→ **Exercise**
Copy out the data word for word. The images are not part of the copy.

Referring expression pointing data
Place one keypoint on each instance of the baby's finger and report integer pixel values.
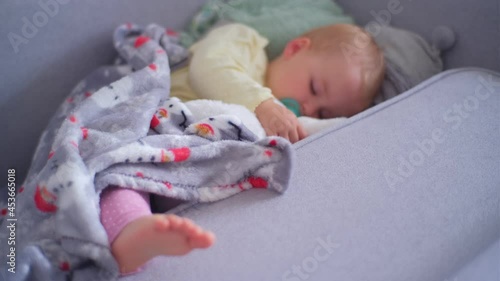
(294, 136)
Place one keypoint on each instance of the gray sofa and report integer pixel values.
(372, 195)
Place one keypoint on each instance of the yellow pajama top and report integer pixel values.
(229, 65)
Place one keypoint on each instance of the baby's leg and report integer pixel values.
(136, 235)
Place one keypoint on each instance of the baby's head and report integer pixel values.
(331, 71)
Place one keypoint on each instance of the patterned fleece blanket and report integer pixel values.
(119, 127)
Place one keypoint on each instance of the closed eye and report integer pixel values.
(312, 88)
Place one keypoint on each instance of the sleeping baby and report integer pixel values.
(332, 71)
(329, 72)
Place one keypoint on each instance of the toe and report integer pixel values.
(204, 240)
(162, 224)
(175, 221)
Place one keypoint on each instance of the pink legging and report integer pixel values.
(120, 206)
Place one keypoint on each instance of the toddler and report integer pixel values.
(328, 72)
(331, 71)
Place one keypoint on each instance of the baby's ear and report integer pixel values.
(296, 45)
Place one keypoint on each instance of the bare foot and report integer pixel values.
(155, 235)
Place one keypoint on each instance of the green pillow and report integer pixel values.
(278, 20)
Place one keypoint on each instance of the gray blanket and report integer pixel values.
(119, 127)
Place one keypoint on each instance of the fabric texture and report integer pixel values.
(407, 190)
(230, 65)
(129, 134)
(277, 20)
(409, 59)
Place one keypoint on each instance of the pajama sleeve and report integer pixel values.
(230, 65)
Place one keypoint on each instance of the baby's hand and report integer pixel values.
(278, 120)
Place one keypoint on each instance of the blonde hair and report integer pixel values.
(357, 46)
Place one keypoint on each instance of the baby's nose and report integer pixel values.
(307, 109)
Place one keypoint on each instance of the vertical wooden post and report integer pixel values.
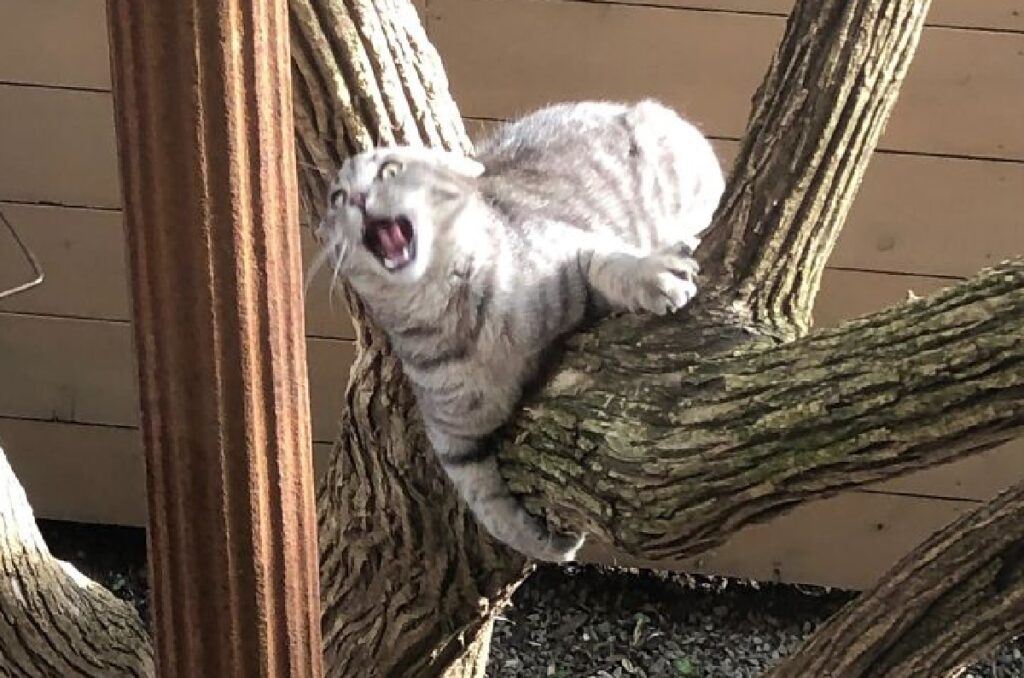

→ **Exercise output**
Place one keypoint on each instance of the baby's finger and report integer pixel values.
(294, 136)
Place one keypoint on each instance of the gray sofa and report integer pixel values.
(372, 195)
Place one keypoint on each instance of the yellow pajama top and report integer pixel values.
(229, 65)
Place one keypoint on each instance of the baby's leg and report integer pixel values.
(136, 235)
Place one keypoint on each instance of the baby's head and report integer pixel values.
(331, 71)
Place one keypoint on each instance of the patterned fleece blanket and report integer pixel values.
(119, 127)
Place one keypoint on each instance of the closed eye and report integer pixel values.
(312, 88)
Place one keypoint on each instance of the sleeping baby and report integer pixel values.
(332, 71)
(329, 72)
Place one keypoint on each instance of the toe and report integer pixel values.
(204, 240)
(162, 224)
(175, 221)
Place one keypoint on each instance of the pink legging and report integer pixel values.
(120, 206)
Place one keypoint on each instance of the toddler and report integer pixel values.
(328, 72)
(331, 71)
Place one keypoint on each instance of the baby's ear and report integer pixel values.
(296, 45)
Place one keypoint on each instance of the bare foot and report integer pixel values.
(155, 235)
Place one keypoint on each instance of the green pillow and report integer pixel values.
(278, 20)
Place one keypoint on each instance of the gray blanket and report integer pixel values.
(119, 127)
Place one keypoint on each instance of the fabric texture and report integer pixel values.
(407, 190)
(230, 65)
(129, 134)
(277, 20)
(409, 59)
Place one keypoint on each instance of the pajama sleeve and report integer pixel values.
(230, 65)
Place one keypoint on each instance of the baby's hand and report integer pixel values.
(278, 120)
Place one keypoint on each instance of the blonde hair and report integer pixel values.
(357, 46)
Place one keypoint on each instance of the baby's nose and report integer pixel values.
(307, 109)
Place one keypoint on each instance of the vertical wooden post and report integer pixel values.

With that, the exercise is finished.